↓
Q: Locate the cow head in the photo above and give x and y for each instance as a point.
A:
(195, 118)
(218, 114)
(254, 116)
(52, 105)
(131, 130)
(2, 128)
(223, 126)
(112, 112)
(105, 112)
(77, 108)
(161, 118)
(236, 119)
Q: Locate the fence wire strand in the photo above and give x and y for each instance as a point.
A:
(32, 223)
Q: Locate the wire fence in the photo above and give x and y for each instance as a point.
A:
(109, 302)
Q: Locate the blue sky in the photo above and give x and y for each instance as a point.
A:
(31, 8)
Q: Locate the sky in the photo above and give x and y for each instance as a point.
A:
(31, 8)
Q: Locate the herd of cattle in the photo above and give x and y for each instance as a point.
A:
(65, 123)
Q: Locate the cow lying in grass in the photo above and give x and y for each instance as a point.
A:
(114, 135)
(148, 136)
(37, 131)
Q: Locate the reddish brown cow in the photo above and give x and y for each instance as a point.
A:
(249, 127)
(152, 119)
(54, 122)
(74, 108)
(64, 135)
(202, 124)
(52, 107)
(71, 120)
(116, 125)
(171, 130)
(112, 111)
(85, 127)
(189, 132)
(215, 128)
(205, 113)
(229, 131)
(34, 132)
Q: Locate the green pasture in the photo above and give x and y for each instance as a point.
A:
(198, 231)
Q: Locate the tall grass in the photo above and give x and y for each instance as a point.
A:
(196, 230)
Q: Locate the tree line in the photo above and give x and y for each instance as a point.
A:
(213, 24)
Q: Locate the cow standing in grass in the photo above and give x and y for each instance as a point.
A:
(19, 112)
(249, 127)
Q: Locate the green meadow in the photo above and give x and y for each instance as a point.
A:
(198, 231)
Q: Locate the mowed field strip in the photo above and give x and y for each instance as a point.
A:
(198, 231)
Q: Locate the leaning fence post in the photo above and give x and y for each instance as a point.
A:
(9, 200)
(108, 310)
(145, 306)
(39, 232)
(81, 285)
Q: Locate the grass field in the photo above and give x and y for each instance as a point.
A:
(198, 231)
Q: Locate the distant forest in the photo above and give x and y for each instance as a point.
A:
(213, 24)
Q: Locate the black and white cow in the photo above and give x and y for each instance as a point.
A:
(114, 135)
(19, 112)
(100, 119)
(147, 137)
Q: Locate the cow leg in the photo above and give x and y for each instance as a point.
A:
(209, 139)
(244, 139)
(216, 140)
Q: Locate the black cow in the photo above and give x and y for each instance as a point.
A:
↑
■ DIRECTIONS FOR THIS TASK ■
Using the data above, reproduce exactly the lines between those holding "Q: Locate the cow lying" and "Q: Locate the reddish", inclusive, and no others.

■ EXERCISE SOLUTION ■
Q: Locate the cow lying in grass in the photo above and give x and y for each instance as a point.
A:
(114, 135)
(148, 136)
(37, 131)
Q: Locate the reddish brown cow in the photo above and give x and y for each instance as a point.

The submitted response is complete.